Bree and Vladimir don’t really come to life for me. They both seem to be amalgams, bits of people stuck together. The consistency, especially for the heroine, is out of the window. The trouble is, Lucas wants us to believe in an adventuress who has stayed a virgin, not because of any believable trauma, but because she doesn’t want anyone else. What, there’s only one hot man in the world? I can’t buy into that, just can’t, especially for the modern woman. Maybe Lucas ought to write about an ex-nun (I’m serious, because hell, that would be interesting. An real ex-martyr!) And she remains untouched, like orgasms are a revelation for her. No, just no. I’m sorry, but what was considered “Nice” half a century ago, isn’t the same now, and if a girl doesn’t know how to bring herself to orgasm, or hasn’t explored her own sexuality a little bit, there is something wrong with her. “Tried it, didn’t like it,” okay, but not “Never tried it, because it might sully my perfectly innocent body” or “Never tried it because only the man with the magic dick can do it to me.” She has denied her sexuality, and it’s up to Vlad to wake her. Which he does, fairly easily.
There’s a delayed virginity scene which is a bit weird, because he shoves “Two thick fingertips” inside her before he takes her, then he doesn’t actually break her virginity until he’s pushed “himself” some way inside her. The hymen, the physical sign of virginity, is actually at the entrance to the womb. Right outside. Interference of the two thick fingertips kind will most likely rupture it, and if that didn’t work, the first insertion would have done. The hymen is not deep inside the body, it’s outside. He’d have broken it before he brought his “Shaft” anywhere near her. He has a big one, of course, and I don’t mind that in my fantasy romances, but she doesn’t feel much discomfort, and after they have a row, go back and roger each other senseless, she’s not even a bit sore the next day, where most women would have been walking bandy, if they’d been walking at all.
I think that is one of my problems with this and other old-school romances. The physical side isn’t realistic enough. In the days of purple-headed mushrooms of passion and honeyed caves of desire, the sex was so otherworldly as to be downright alien, as in from another planet. Those days have, thankfully, gone, but the sex is still often not realistic. A virgin is using new muscles during sex. A big man will have difficulty entering a woman for the first time, and he might squash her a bit or he might sweat and drip all over her (oh, yuk). While I don’t want too gritty, I do want some semblance of reality, so I can carry on suspending my disbelief and really buy in to the story. Not here. After he rips through her virginity, says, “Wow, you really were a virgin,” something in this book I don’t have much problem with, since Bree was a con-woman when he last knew her, they go for a paddle in the sea before he takes her back to bed.

== Stated problem ==
List every word or phrase that the review places inside double quotation marks.

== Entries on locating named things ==
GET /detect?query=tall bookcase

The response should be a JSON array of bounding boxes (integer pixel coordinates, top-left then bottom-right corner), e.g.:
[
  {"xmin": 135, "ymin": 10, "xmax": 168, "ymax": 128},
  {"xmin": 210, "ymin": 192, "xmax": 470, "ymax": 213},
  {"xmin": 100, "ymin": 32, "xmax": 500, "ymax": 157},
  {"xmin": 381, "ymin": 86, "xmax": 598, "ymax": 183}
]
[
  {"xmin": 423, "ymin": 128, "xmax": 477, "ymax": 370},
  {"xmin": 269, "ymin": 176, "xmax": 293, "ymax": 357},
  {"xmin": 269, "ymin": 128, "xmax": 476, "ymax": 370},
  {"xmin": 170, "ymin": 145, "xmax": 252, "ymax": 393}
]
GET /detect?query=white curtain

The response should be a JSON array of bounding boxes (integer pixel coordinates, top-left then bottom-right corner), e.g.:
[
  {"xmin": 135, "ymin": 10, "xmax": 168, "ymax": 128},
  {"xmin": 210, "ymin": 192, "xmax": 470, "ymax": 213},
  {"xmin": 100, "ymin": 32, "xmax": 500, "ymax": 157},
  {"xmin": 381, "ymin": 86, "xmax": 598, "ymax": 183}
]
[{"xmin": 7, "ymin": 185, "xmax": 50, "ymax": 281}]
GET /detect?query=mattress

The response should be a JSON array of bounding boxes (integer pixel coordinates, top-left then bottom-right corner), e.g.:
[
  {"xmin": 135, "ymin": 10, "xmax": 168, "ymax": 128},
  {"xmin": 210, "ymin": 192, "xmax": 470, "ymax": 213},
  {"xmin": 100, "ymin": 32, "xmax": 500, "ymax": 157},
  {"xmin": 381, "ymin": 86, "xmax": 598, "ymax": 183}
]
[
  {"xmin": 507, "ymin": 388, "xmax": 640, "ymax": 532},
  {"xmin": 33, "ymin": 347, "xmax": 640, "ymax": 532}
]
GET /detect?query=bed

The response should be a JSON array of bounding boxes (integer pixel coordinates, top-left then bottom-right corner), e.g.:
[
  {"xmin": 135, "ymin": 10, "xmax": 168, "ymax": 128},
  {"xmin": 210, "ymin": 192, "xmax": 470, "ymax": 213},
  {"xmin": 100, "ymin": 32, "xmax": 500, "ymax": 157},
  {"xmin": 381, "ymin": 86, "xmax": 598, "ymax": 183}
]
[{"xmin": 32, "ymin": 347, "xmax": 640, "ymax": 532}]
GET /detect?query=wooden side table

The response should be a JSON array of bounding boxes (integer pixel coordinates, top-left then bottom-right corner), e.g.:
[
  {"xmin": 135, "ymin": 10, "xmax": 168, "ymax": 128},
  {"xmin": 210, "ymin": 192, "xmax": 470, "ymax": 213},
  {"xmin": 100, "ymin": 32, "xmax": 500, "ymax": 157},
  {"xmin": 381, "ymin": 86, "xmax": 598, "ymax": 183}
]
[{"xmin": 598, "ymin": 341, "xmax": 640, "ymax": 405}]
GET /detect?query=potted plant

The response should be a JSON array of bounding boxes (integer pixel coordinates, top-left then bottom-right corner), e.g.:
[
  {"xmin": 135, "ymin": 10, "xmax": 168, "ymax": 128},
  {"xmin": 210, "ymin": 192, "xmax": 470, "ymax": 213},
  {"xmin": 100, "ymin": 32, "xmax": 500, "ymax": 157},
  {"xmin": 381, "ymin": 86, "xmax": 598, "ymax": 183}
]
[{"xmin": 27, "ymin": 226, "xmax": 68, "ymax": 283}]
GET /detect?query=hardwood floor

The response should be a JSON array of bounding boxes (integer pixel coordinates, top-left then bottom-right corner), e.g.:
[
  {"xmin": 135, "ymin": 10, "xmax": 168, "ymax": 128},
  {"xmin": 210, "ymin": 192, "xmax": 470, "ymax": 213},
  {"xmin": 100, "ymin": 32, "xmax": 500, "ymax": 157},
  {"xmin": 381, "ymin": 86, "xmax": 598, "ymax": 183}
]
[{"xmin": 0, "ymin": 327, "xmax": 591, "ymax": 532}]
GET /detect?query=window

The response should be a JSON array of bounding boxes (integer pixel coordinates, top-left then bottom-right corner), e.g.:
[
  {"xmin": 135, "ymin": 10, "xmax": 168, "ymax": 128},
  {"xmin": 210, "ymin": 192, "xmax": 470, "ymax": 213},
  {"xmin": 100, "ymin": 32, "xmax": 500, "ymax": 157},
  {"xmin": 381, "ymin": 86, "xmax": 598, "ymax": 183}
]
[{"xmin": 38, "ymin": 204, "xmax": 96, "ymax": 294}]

== Complete output ==
- Nice
- Tried it, didn't like it
- Never tried it, because it might sully my perfectly innocent body
- Never tried it because only the man with the magic dick can do it to me.
- Two thick fingertips
- himself
- Shaft
- Wow, you really were a virgin